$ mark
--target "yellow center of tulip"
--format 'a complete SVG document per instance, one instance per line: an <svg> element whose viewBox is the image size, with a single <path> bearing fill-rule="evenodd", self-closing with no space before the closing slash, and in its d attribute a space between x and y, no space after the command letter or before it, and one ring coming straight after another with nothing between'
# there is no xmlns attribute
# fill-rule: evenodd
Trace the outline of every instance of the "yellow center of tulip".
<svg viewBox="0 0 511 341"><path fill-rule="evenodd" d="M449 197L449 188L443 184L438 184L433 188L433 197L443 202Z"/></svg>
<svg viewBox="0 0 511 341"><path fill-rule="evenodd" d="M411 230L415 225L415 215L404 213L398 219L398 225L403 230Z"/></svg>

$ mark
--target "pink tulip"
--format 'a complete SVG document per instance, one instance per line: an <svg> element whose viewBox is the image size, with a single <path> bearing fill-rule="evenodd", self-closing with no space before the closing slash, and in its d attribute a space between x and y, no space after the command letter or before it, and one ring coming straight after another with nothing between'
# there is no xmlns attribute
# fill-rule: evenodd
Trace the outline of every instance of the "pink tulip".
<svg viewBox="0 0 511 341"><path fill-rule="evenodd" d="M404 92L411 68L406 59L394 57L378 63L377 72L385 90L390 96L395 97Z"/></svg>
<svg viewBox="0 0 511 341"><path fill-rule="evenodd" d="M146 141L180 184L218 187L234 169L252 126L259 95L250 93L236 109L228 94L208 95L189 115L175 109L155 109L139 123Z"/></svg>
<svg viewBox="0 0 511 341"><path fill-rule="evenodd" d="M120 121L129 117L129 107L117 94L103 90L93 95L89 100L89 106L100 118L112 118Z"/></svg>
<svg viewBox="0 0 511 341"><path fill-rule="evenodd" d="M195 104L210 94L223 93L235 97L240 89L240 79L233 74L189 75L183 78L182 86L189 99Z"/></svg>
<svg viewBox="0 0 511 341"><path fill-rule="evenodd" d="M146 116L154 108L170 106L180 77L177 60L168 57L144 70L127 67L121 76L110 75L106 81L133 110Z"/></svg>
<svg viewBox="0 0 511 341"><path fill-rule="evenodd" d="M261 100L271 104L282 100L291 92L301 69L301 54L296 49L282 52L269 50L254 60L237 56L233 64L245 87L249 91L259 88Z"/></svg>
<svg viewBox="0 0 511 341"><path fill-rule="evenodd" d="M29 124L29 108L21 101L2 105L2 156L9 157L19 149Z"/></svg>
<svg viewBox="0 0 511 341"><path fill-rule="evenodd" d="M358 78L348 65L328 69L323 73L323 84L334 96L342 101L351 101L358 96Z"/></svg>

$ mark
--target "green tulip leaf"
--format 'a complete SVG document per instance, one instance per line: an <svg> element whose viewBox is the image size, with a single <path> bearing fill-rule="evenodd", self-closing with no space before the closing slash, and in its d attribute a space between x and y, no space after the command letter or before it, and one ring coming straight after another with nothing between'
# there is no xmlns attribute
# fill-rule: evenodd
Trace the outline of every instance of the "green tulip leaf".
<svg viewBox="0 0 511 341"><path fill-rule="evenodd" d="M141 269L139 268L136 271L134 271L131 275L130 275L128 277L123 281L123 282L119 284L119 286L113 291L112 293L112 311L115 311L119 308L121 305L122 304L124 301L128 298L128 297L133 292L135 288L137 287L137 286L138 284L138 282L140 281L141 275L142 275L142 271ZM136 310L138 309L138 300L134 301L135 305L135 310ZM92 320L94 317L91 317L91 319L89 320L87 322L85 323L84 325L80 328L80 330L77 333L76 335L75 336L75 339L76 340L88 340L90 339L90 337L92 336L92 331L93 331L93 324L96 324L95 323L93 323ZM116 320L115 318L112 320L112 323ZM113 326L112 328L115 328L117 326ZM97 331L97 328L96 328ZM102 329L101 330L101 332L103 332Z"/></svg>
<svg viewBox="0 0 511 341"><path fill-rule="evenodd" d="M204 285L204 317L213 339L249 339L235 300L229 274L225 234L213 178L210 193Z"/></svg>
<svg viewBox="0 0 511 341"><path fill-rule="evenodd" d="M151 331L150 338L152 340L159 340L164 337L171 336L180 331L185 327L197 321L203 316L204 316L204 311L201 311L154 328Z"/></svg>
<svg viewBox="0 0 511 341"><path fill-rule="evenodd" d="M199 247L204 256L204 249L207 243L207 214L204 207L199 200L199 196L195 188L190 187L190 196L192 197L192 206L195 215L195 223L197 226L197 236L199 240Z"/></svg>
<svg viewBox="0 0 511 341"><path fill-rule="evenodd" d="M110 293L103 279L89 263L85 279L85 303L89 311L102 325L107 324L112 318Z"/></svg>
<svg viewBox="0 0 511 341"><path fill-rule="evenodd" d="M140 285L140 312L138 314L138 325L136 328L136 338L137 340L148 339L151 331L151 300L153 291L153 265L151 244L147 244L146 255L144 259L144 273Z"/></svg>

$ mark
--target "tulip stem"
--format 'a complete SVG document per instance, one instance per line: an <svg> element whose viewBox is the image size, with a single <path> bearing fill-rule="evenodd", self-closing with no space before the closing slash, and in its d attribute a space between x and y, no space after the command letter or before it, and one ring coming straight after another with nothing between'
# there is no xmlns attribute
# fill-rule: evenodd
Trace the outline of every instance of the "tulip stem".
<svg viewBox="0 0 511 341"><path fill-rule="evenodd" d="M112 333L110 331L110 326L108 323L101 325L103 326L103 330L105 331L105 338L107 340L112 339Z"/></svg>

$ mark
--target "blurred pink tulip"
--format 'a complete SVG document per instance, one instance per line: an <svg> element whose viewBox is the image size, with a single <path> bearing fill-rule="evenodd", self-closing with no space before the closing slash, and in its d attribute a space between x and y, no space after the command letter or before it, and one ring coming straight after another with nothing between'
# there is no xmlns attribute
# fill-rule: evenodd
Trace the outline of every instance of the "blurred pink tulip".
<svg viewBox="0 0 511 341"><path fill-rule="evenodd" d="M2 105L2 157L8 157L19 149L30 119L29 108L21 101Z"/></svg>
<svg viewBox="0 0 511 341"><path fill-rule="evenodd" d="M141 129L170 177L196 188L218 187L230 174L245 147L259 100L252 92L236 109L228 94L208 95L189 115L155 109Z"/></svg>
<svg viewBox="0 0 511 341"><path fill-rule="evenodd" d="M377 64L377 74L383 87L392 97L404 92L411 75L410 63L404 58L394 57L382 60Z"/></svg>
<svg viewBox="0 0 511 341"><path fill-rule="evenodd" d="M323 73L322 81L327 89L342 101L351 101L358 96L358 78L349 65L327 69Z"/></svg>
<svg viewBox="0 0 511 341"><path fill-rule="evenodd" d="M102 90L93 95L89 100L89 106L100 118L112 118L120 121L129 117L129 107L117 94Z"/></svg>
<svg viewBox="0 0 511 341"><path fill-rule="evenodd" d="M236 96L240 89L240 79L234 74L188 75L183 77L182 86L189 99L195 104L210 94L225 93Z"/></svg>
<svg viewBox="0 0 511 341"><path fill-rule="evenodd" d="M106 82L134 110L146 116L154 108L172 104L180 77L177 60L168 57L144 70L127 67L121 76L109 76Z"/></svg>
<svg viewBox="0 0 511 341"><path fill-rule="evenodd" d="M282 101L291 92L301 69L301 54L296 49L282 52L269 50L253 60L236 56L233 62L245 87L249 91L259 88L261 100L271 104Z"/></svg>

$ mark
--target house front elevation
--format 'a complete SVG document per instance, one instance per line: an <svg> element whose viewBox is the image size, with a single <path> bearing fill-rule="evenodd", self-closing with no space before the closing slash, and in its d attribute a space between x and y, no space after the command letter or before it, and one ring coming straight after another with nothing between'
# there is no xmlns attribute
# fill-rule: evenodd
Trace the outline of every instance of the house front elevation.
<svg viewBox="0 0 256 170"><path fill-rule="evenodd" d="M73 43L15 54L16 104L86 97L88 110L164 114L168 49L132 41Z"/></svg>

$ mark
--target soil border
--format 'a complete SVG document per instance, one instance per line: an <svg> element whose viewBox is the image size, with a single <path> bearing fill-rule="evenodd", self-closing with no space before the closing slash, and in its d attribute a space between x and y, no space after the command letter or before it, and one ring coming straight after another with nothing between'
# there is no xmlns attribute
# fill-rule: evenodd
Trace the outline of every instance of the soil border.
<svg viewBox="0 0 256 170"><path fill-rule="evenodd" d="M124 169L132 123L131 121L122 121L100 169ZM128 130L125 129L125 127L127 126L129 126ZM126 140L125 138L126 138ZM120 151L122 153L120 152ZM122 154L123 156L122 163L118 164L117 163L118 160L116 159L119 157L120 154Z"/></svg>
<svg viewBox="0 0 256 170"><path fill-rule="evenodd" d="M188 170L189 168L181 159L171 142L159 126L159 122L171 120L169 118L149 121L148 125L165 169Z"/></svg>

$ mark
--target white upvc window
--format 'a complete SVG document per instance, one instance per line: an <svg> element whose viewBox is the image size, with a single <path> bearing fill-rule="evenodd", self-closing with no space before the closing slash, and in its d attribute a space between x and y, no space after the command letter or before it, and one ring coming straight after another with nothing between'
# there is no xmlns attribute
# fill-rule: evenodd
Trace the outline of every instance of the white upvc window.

▸ **YOUR OBJECTIVE**:
Reproduce everything from the start of the entries down to and including the line containing "230L415 225L415 215L404", swapping every "tulip" for "daffodil" and leaving all else unchanged.

▸ **OUTPUT FOR THIS TASK**:
$ mark
--target "yellow center of daffodil"
--format 'a complete SVG document per instance, one instance per line: an <svg> element whose viewBox is the image size, with a single <path> bearing fill-rule="evenodd", self-closing with no space before the closing slash, and in its d attribute a space between x and y, no space after the command letter or before it, and one ring coming straight after another with nothing between'
# there is no xmlns attribute
# fill-rule: evenodd
Trace the outline of every instance of the "yellow center of daffodil".
<svg viewBox="0 0 511 341"><path fill-rule="evenodd" d="M449 197L449 188L443 184L438 184L433 188L433 197L443 202Z"/></svg>
<svg viewBox="0 0 511 341"><path fill-rule="evenodd" d="M411 230L415 225L415 215L404 213L398 219L398 225L403 230Z"/></svg>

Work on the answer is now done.